[Begin THE INPUT]

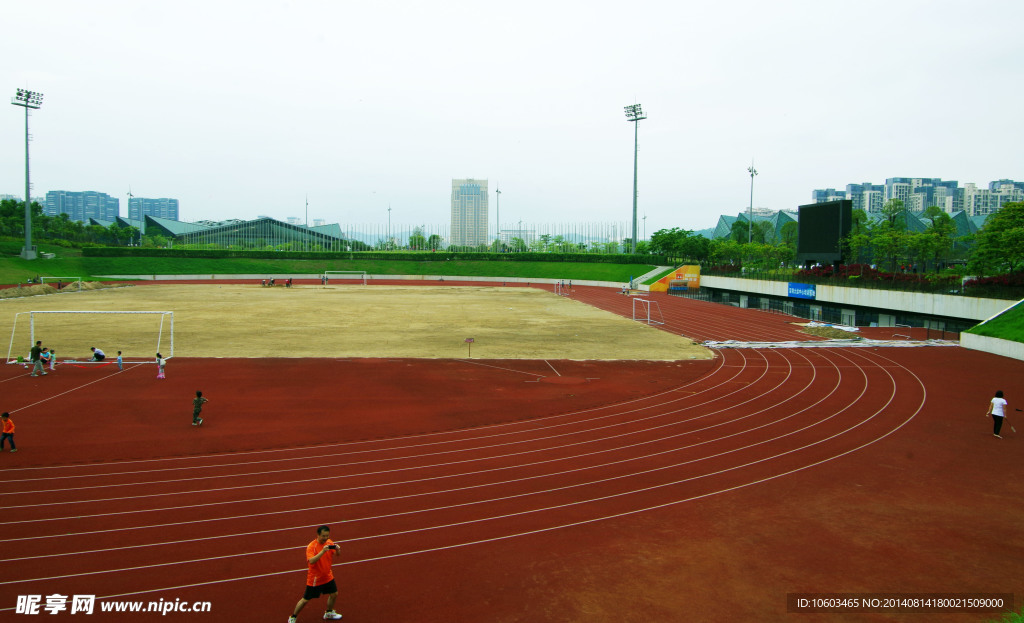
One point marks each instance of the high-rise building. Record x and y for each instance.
(469, 212)
(823, 195)
(866, 196)
(979, 202)
(139, 207)
(82, 205)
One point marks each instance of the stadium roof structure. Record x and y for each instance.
(171, 229)
(265, 233)
(915, 221)
(777, 219)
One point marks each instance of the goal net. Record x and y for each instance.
(139, 335)
(647, 310)
(344, 276)
(66, 284)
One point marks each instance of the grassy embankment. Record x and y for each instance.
(70, 262)
(1009, 325)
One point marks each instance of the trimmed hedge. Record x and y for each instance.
(615, 258)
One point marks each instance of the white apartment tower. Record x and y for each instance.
(469, 212)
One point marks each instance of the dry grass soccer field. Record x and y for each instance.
(351, 321)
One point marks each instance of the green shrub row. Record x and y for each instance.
(616, 258)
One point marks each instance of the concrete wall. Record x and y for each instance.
(968, 307)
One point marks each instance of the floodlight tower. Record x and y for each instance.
(634, 114)
(28, 99)
(750, 216)
(498, 215)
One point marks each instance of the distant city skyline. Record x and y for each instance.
(249, 110)
(951, 197)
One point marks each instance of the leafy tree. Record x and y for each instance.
(739, 232)
(790, 233)
(942, 234)
(763, 233)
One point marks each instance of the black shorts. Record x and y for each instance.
(324, 589)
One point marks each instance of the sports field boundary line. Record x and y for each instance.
(473, 429)
(551, 528)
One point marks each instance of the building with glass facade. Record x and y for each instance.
(82, 205)
(139, 207)
(469, 212)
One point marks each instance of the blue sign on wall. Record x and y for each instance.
(802, 291)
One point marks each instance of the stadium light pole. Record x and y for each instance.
(750, 217)
(28, 99)
(498, 216)
(634, 114)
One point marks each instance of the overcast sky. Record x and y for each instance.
(245, 109)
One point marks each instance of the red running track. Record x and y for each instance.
(507, 491)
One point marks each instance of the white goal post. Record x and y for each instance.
(139, 335)
(649, 312)
(344, 275)
(64, 281)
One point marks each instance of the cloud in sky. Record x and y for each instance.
(241, 110)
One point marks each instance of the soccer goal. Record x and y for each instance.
(139, 335)
(67, 284)
(344, 276)
(647, 310)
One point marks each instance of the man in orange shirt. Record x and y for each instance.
(320, 578)
(8, 431)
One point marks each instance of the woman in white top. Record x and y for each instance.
(997, 409)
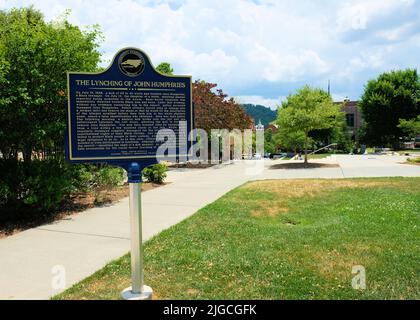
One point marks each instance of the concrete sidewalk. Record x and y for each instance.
(85, 242)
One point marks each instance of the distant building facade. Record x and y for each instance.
(353, 113)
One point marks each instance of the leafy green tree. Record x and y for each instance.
(165, 68)
(410, 127)
(308, 110)
(392, 96)
(260, 113)
(35, 56)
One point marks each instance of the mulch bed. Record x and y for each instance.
(77, 203)
(301, 165)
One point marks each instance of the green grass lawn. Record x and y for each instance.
(283, 239)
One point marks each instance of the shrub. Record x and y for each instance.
(105, 178)
(155, 173)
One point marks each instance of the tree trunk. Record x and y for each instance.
(27, 154)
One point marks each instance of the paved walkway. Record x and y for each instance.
(85, 242)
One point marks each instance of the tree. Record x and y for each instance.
(214, 111)
(308, 110)
(392, 96)
(260, 113)
(410, 127)
(165, 68)
(35, 56)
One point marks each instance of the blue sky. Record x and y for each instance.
(258, 51)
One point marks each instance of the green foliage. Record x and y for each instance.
(258, 112)
(33, 187)
(308, 110)
(155, 173)
(270, 143)
(410, 127)
(95, 178)
(165, 68)
(34, 58)
(392, 96)
(283, 240)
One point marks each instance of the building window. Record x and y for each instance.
(350, 119)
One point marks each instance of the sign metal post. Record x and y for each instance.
(138, 290)
(114, 117)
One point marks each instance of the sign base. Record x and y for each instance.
(128, 294)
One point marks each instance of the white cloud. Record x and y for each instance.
(273, 46)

[End THE INPUT]

§ TASK TO CARRY OUT
Rewrite the part of the data from its start through the line containing "(1009, 325)", swapping "Record" for "Give" and leaving everything else unchanged, and omit the pictures from your answer.

§ ANSWER TO THE PROBLEM
One point marks each instance of the high-rise building. Give x and y for each instance.
(469, 212)
(823, 195)
(866, 196)
(979, 202)
(139, 207)
(82, 205)
One point marks each instance of the stadium roof structure. Give x and y for each instance.
(171, 229)
(265, 233)
(915, 221)
(777, 219)
One point marks each instance of the goal net. Give x and y for each instance.
(139, 335)
(647, 310)
(344, 276)
(66, 284)
One point marks each instance of the grassy embankment. Give x and y for each instance.
(70, 262)
(1009, 325)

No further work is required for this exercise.